_ASSIGNED TASK_:
Each line that has the string "positive" must be copied from the records below.

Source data
——————————
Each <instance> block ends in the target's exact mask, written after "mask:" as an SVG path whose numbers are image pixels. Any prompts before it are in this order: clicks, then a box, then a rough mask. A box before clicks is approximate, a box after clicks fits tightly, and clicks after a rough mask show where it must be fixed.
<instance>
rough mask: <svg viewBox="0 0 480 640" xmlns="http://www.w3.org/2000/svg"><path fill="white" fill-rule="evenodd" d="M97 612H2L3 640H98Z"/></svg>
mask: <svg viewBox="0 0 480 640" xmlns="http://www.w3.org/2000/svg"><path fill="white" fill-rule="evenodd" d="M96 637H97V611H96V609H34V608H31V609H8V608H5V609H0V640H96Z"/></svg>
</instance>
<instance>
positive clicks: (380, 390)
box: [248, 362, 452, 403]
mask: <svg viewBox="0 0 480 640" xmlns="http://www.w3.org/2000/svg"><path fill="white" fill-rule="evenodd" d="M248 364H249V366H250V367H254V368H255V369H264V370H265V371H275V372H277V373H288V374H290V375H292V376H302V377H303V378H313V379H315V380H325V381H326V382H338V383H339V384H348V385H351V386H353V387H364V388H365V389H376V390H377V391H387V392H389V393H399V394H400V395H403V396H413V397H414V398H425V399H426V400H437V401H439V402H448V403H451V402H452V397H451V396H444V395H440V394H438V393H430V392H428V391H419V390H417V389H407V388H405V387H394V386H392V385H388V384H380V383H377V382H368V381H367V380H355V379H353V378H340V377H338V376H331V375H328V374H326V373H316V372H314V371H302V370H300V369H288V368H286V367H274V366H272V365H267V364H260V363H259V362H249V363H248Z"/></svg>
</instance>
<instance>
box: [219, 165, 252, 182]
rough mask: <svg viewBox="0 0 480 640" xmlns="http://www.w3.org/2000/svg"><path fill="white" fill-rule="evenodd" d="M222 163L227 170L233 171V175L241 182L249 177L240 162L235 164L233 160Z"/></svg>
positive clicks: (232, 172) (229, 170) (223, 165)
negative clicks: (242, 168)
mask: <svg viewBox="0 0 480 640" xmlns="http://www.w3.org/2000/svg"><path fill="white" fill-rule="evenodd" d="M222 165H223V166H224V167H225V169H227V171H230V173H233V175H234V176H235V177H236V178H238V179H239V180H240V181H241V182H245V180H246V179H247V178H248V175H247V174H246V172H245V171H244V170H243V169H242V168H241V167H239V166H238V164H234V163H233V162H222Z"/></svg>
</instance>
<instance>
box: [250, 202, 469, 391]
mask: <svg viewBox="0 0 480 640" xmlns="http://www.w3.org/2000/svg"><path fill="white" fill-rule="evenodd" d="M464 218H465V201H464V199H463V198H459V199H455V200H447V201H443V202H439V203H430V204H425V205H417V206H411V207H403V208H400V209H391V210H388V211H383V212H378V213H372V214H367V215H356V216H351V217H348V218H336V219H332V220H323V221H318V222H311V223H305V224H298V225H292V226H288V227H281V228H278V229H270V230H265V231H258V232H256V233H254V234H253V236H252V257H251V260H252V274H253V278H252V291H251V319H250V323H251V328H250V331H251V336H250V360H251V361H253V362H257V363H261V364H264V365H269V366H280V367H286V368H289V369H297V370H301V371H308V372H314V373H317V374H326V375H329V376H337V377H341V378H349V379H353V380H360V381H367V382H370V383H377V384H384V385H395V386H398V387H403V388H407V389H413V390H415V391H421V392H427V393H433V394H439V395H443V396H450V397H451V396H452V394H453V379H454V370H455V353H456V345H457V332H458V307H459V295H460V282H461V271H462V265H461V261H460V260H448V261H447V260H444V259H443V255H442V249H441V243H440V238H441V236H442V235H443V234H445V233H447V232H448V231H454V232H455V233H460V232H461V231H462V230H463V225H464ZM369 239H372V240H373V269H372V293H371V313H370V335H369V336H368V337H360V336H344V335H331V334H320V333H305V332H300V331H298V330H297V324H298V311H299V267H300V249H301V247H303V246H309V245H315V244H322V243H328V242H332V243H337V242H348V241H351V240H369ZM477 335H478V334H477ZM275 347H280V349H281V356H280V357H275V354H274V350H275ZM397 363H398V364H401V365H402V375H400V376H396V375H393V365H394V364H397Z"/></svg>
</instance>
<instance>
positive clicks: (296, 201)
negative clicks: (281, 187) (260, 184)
——————————
_EXERCISE SOLUTION_:
positive clicks: (380, 390)
positive clicks: (232, 172) (229, 170) (223, 165)
positive clicks: (296, 201)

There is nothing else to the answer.